EXERCISE MATERIALS >>
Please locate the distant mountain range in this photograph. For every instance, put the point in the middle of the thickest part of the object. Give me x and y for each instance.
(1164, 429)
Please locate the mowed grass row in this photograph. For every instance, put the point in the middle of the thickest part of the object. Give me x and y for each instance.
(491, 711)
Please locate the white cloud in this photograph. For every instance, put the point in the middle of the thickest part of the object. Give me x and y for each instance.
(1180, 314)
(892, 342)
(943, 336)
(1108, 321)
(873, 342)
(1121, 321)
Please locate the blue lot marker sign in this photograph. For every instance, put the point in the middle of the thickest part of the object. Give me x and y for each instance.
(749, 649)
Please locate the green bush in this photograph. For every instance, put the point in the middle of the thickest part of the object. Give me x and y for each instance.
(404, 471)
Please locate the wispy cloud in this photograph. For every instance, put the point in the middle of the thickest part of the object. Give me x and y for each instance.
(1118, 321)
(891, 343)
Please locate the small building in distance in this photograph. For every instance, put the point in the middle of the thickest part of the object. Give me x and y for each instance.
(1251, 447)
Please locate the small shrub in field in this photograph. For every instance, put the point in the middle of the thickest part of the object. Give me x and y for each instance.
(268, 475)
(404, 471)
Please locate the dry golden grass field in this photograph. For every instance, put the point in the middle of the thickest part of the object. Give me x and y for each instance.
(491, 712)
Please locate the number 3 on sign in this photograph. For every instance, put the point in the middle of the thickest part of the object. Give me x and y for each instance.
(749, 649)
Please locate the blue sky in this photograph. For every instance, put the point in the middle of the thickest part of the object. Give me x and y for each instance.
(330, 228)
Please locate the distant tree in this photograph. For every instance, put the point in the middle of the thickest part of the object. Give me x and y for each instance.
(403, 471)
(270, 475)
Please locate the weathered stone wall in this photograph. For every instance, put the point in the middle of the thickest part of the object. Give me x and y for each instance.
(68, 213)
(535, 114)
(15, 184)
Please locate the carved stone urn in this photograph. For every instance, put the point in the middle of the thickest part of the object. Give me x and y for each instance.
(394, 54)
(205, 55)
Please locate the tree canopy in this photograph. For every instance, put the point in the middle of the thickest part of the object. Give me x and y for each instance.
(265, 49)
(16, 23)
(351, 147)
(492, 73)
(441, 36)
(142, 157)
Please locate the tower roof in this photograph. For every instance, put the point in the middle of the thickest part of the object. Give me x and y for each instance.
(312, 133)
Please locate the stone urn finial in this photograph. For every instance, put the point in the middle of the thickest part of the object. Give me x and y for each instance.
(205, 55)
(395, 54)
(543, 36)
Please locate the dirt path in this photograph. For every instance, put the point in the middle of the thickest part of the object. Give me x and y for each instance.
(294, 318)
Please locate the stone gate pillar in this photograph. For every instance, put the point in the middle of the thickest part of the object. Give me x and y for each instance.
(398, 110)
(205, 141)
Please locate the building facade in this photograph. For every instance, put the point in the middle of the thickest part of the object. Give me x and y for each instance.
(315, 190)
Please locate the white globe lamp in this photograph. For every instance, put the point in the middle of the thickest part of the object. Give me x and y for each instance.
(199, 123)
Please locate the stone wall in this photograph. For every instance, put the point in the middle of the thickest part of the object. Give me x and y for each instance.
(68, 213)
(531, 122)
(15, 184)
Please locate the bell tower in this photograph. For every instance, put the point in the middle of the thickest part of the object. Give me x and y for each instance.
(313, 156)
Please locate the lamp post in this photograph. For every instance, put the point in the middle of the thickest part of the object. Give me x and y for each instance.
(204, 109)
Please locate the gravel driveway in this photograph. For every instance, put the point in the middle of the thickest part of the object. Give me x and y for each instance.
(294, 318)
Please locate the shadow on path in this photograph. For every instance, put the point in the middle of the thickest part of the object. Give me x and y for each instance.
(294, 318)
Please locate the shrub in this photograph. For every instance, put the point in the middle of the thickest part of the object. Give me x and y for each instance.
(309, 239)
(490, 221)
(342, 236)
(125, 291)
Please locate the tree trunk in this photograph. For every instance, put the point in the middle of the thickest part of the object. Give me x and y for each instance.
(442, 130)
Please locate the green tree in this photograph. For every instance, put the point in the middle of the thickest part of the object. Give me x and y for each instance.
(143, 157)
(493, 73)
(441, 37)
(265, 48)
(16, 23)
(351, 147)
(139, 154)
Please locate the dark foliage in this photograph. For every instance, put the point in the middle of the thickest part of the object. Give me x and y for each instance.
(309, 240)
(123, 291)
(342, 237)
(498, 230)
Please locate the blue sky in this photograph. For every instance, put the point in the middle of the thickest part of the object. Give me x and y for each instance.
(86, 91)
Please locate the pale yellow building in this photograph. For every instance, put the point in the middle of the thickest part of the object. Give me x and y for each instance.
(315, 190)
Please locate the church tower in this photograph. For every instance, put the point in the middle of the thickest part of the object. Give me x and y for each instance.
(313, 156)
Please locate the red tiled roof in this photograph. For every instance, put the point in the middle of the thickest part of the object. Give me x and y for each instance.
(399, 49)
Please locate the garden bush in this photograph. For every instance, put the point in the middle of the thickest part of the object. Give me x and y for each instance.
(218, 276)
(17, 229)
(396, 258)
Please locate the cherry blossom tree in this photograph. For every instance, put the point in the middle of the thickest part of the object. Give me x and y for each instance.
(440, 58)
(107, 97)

ASSIGNMENT >> Only the lines from the one with "Please locate the cherry" to the end of the entries above belong in your answer. Retype them exactly.

WRITTEN REPLY >>
Please locate the cherry blossom tree in this photograph. For every instance, put the point in the middle of the thickest part of the object. Give me x and y for each instance.
(440, 58)
(107, 97)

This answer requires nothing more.